**EXTRACT PROVIDED:**
Getting setup with WordPress, Varnish 5 (or 6) and SSL

August 17, 2017

A few months ago we reduced goshen.edu’s Time To First Byte (TTFB) from 400ms to 150ms!

Varnish Cache is a HTTP reverse proxy optimized for caching your most requested resources and serving them up extremely fast. Practically, it means your site will be faster for most users most of the time and if you ever get lucky enough to experience a huge spike in traffic, your server won’t go down.

It goes without saying that there are lots of good WordPress caching plugins. We opted for Varnish b/c it’s not a WordPress-only solution and has incredible flexibility. Were we to do it over again, we’d definitely consider NGINX’s built-in cache, as it’s simpler to implement.

The stack

Before

Easy peasy, a single Apache server in charge of everything:

Server Details
Apache Hosts WordPress, handles SSL and HTTP/2

After

Now, NGINX checks in with Varnish, responding immediately with a cached copy or falling back to Apache.

**DATASET ROWS:**
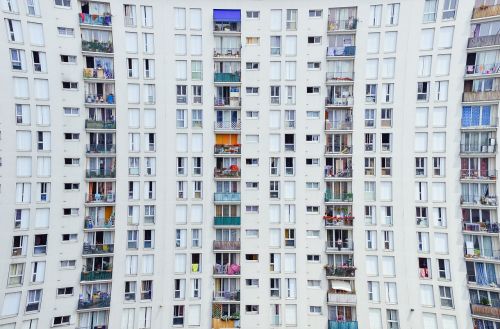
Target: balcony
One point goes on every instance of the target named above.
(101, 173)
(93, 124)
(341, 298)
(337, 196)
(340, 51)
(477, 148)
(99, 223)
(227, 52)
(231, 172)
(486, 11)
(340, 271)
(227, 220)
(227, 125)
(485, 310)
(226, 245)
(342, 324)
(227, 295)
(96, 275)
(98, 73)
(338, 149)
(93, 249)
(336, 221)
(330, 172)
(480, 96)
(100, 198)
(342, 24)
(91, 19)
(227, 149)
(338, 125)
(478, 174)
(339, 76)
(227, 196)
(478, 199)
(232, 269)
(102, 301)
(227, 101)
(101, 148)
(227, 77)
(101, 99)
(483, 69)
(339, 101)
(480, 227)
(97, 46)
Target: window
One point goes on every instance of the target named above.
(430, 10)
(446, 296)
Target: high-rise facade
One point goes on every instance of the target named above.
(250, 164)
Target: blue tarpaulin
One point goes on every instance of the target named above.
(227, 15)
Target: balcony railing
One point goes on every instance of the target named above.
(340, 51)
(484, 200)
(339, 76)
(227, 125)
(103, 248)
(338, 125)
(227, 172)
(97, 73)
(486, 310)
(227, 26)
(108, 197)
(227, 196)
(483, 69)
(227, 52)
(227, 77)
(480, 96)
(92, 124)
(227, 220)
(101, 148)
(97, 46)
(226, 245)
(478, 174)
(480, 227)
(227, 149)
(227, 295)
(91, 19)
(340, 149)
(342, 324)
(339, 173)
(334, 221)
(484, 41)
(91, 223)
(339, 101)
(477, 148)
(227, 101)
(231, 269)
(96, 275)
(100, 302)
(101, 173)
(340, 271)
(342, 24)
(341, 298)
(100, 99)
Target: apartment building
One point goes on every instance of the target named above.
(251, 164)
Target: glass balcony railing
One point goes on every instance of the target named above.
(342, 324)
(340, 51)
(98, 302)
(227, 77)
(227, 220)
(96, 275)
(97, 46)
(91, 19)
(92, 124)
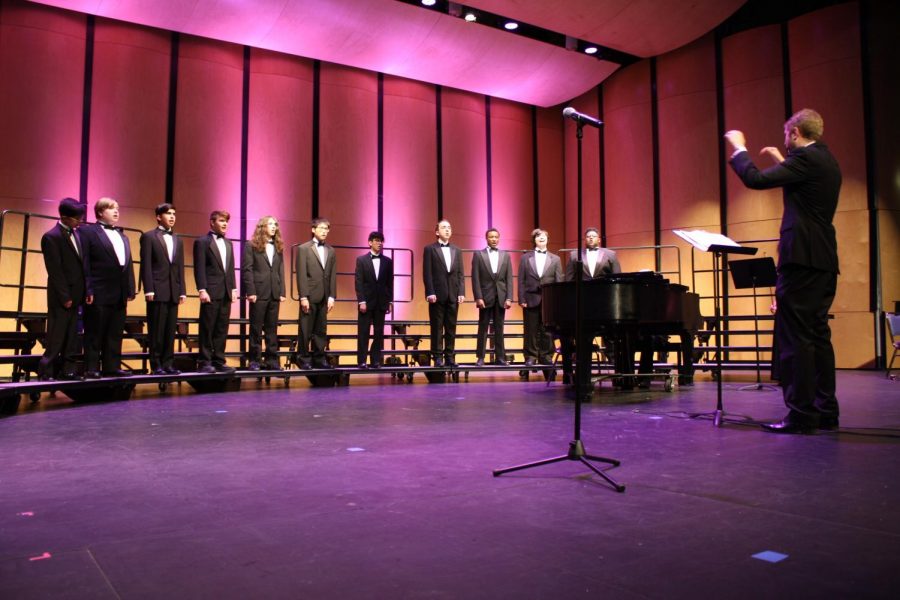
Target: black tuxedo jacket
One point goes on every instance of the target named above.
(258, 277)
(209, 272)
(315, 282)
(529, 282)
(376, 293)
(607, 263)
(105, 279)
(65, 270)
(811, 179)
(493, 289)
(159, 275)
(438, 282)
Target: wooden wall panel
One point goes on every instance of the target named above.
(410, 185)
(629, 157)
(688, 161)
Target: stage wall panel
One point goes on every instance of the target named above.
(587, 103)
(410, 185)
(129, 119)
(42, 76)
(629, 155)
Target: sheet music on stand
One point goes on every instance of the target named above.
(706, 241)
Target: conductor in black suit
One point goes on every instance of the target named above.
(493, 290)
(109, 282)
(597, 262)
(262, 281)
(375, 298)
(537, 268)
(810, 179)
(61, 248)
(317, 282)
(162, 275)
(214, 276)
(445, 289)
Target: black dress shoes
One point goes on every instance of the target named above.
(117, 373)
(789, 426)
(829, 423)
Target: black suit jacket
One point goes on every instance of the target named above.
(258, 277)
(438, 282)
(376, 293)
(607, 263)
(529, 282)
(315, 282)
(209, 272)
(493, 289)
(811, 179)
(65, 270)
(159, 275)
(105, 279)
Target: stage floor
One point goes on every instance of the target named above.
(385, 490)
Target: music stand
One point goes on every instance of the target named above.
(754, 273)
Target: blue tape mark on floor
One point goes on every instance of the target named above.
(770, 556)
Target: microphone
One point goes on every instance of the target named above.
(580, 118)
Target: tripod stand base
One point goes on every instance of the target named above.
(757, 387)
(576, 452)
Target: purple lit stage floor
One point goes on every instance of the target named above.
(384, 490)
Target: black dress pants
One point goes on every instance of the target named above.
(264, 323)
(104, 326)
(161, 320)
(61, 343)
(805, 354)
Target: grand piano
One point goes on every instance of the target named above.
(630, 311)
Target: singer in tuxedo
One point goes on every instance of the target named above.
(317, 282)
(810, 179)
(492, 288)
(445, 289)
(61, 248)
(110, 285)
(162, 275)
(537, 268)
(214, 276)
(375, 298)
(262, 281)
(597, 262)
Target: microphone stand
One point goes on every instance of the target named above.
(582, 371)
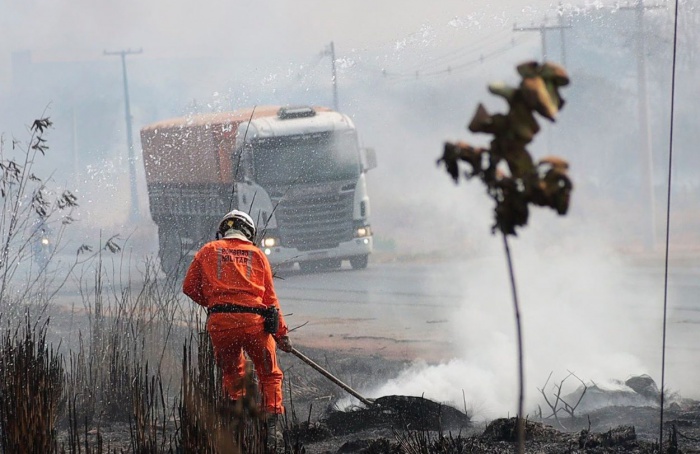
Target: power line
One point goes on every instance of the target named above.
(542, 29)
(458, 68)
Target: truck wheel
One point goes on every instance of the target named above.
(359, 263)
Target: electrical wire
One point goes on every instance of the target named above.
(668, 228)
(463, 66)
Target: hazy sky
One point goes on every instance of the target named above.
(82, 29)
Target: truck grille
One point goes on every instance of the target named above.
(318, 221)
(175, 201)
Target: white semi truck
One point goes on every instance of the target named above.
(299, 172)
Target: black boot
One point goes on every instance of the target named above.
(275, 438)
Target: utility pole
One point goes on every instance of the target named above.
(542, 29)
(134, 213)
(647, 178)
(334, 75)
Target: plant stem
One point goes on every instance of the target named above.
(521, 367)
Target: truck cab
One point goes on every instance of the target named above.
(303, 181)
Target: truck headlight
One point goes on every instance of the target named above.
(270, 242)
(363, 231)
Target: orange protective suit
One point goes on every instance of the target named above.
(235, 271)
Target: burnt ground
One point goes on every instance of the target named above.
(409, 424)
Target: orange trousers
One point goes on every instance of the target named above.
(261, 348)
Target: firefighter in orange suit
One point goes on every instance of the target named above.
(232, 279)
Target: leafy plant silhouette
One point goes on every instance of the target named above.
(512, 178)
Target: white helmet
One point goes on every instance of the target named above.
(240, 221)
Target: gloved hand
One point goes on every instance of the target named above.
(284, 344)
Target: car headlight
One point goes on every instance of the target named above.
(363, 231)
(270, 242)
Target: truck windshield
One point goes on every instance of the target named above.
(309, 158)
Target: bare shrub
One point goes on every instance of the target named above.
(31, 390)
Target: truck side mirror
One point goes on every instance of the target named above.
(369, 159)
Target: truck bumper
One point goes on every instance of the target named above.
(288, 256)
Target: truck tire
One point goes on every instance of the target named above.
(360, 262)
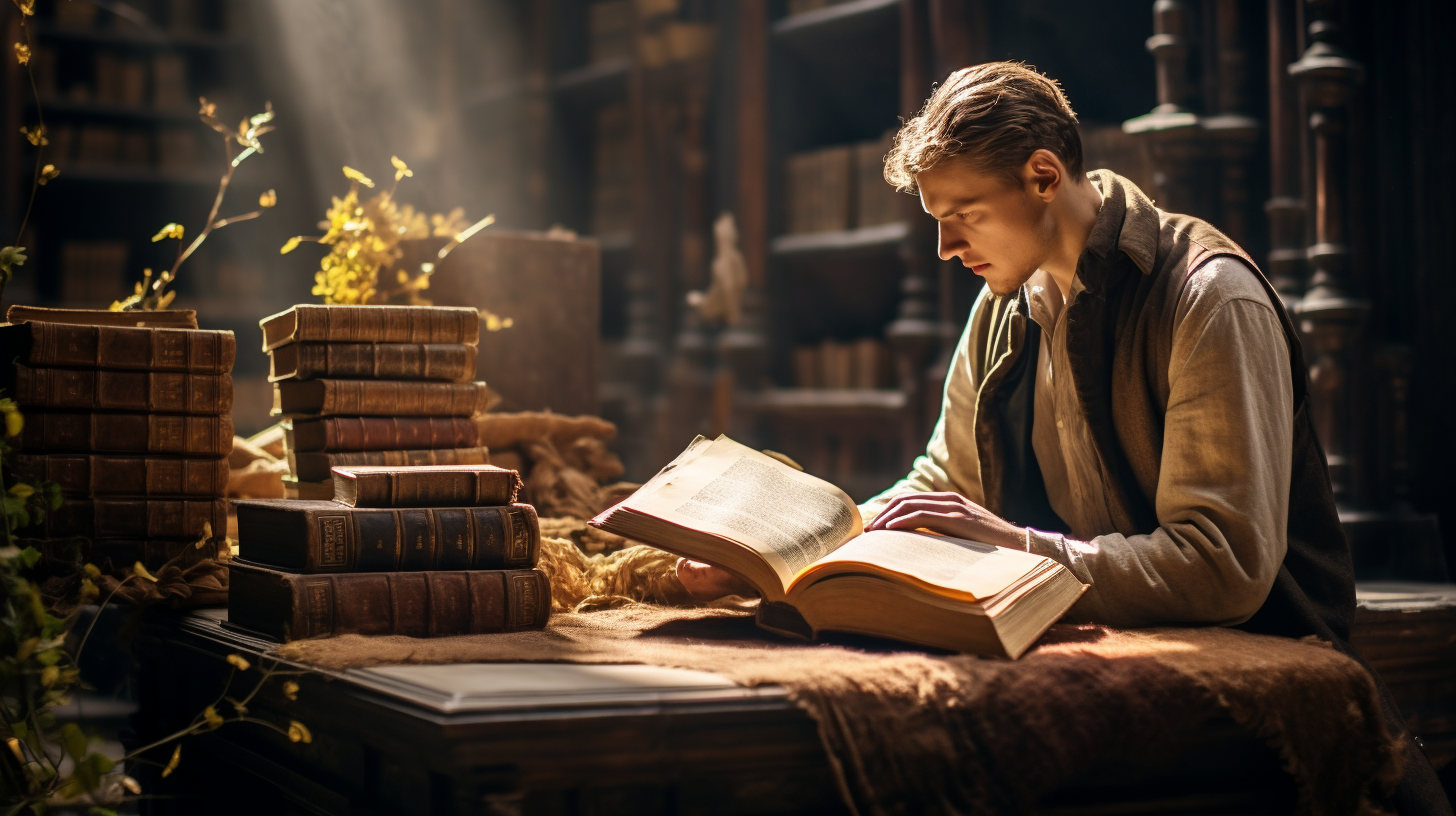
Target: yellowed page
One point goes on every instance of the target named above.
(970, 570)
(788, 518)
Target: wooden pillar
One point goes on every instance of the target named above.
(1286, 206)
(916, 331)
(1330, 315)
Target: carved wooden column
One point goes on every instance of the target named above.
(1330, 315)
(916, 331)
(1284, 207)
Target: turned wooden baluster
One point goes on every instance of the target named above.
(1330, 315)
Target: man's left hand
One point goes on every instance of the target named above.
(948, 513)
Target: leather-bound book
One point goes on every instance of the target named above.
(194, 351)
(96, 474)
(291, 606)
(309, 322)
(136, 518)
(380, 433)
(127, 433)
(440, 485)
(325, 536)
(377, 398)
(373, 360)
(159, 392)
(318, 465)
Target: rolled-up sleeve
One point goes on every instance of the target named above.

**WRITTEN TASK:** Write the next part of the post about setting up WordPress with Varnish and SSL, starting right after its last sentence.

**EXPECTED OUTPUT:**
Server Details
NGINX Hosts Varnish, handles SSL and HTTP/2
Apache Hosts WordPress

Probably the trickiest part of the new setup is due to Varnish’s lack of support for SSL. Hence, NGINX must strip SSL before it sends requests to Varnish and then add SSL back to requests that Varnish passes to Apache. It’s complicated.

Varnish VCL

Our VCL is on Github, and is based on Mattias Geniar’s Varnish 5.0 Configuration Templates.

Purging & Banning

I’d recommend reading the docs on this one, but the gist of cache invalidation in Varnish is that you purge individual urls (e.g. when a page is updated) and ban groups of urls with a regular expression (e.g. when a site’s WordPress theme is changed).

Our VCL restricts BAN and PURGE HTTP requests to the Apache server’s IP address (localhost or 127.0.0.1), so only WordPress can send these requests.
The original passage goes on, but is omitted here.